**Extract to read:**
============

"I Get Ideas" is a popular song which has been recorded by various musicians and used in a number of films and television episodes.

Origin

The music is a 1927 tango-canción (tango with lyrics) called "Adios, Muchachos", composed by Argentinian Julio César Sanders (often credited in the U.S. as "Lenny Sanders"). The English lyric (which has nothing to do with the original Spanish lyric by Cesar Felipe Vedani) is by Dorcas Cochran, and was published in 1951.

Notable recordings

The best-known version of the song was the recording by Tony Martin. It was recorded on April 16, 1951  and released by RCA Victor Records as catalog number 20-4141. It first reached the Billboard magazine charts on May 25, 1951 and lasted 30 weeks on the chart, peaking at #3.

The recording by Louis Armstrong was recorded on July 24, 1951 and released by Decca Records as catalog number 27720. It first reached the Billboard magazine charts on August 24, 1951 and lasted 16 weeks on the chart, peaking at #13. It was the flip side of "A Kiss to Build a Dream On."

The song was also recorded by Peggy Lee on May 16, 1951. It was released by Capitol Records as catalog number 1573.

Jane Morgan included the song on her album Jane in Spain (1959)

Bing Crosby and Rosemary Clooney recorded a duet of this song on 2 December 1964 with the Billy May Orchestra for their 1965 album That Travelin' Two-Beat.

Television and film appearances

"I Get Ideas" is sung by Desi Arnaz playing Ricky Ricardo on I Love Lucy in episode 31 "The Publicity Agent" first aired on May 12, 1952 and Lucille Ball sings the song as Lucy Ricardo in episode 130 of I Love Lucy, "Lucy and the Dummy" which was broadcast on October 17, 1955.

In The Muppet Show episode 1.02 aired on 12th of September 1976, Rita Moreno and a stereotypically "French looking" human-sized Muppet perform an Apache Dance to the tune of I get Ideas (or rather Adios, Muchachos).

As "Adios, Muchachos", the song is featured on the soundtracks of the 1992 movie Scent of a Woman and Woody Allen's 2006 movie, Scoop.

============

**Extracted records:**
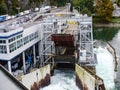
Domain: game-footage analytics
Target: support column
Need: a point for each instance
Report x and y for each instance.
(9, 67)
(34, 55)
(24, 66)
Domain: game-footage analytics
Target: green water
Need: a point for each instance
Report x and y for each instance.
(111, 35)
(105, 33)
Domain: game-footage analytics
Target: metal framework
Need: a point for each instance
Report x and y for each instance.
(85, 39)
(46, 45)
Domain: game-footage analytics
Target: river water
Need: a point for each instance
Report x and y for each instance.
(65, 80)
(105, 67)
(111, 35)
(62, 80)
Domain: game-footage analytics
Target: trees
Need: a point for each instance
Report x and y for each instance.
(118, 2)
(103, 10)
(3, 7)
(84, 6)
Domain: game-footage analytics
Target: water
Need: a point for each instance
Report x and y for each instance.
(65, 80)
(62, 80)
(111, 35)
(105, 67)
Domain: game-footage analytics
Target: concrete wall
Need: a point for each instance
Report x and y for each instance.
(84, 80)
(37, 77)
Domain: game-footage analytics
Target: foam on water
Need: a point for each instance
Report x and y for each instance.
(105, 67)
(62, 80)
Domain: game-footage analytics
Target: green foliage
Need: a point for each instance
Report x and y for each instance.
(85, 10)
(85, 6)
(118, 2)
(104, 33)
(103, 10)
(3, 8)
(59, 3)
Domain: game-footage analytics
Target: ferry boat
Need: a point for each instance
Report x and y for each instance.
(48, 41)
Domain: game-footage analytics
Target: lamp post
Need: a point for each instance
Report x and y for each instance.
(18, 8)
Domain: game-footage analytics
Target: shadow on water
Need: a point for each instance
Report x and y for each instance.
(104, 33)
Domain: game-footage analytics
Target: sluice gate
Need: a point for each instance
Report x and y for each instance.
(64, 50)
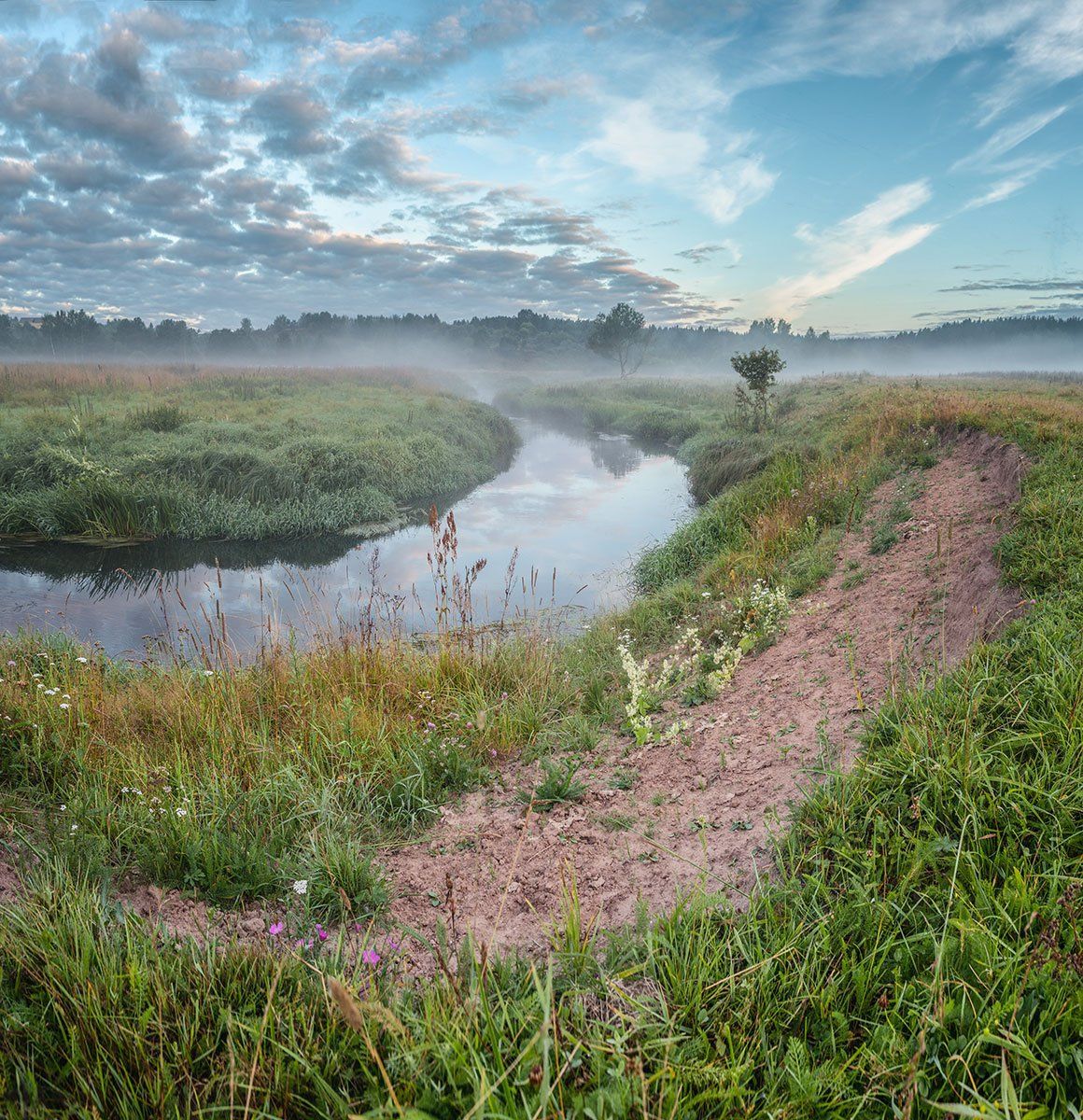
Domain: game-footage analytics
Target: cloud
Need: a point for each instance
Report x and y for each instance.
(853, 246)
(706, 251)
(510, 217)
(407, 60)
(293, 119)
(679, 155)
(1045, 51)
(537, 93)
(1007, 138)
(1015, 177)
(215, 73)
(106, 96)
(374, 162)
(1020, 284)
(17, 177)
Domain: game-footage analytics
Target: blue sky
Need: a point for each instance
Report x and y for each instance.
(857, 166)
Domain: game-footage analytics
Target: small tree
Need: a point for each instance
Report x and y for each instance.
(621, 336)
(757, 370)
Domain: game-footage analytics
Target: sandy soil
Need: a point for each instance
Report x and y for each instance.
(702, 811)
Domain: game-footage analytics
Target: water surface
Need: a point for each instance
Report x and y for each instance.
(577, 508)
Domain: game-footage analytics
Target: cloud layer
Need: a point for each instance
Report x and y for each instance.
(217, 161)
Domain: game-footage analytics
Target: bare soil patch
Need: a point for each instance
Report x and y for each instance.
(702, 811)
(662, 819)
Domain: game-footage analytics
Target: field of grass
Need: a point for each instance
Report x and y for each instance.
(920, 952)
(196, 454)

============

**Task details:** Reproduce the text about the song "I Get Ideas" in full, word for word.

**Exercise solution:**
"I Get Ideas" is a popular song which has been recorded by various musicians and used in a number of films and television episodes.

Origin

The music is a 1927 tango-canción (tango with lyrics) called "Adios, Muchachos", composed by Argentinian Julio César Sanders (often credited in the U.S. as "Lenny Sanders"). The English lyric (which has nothing to do with the original Spanish lyric by Cesar Felipe Vedani) is by Dorcas Cochran, and was published in 1951.

Notable recordings

The best-known version of the song was the recording by Tony Martin. It was recorded on April 16, 1951  and released by RCA Victor Records as catalog number 20-4141. It first reached the Billboard magazine charts on May 25, 1951 and lasted 30 weeks on the chart, peaking at #3.

The recording by Louis Armstrong was recorded on July 24, 1951 and released by Decca Records as catalog number 27720. It first reached the Billboard magazine charts on August 24, 1951 and lasted 16 weeks on the chart, peaking at #13. It was the flip side of "A Kiss to Build a Dream On."

The song was also recorded by Peggy Lee on May 16, 1951. It was released by Capitol Records as catalog number 1573.

Jane Morgan included the song on her album Jane in Spain (1959)

Bing Crosby and Rosemary Clooney recorded a duet of this song on 2 December 1964 with the Billy May Orchestra for their 1965 album That Travelin' Two-Beat.

Television and film appearances

"I Get Ideas" is sung by Desi Arnaz playing Ricky Ricardo on I Love Lucy in episode 31 "The Publicity Agent" first aired on May 12, 1952 and Lucille Ball sings the song as Lucy Ricardo in episode 130 of I Love Lucy, "Lucy and the Dummy" which was broadcast on October 17, 1955.

In The Muppet Show episode 1.02 aired on 12th of September 1976, Rita Moreno and a stereotypically "French looking" human-sized Muppet perform an Apache Dance to the tune of I get Ideas (or rather Adios, Muchachos).

As "Adios, Muchachos", the song is featured on the soundtracks of the 1992 movie Scent of a Woman and Woody Allen's 2006 movie, Scoop.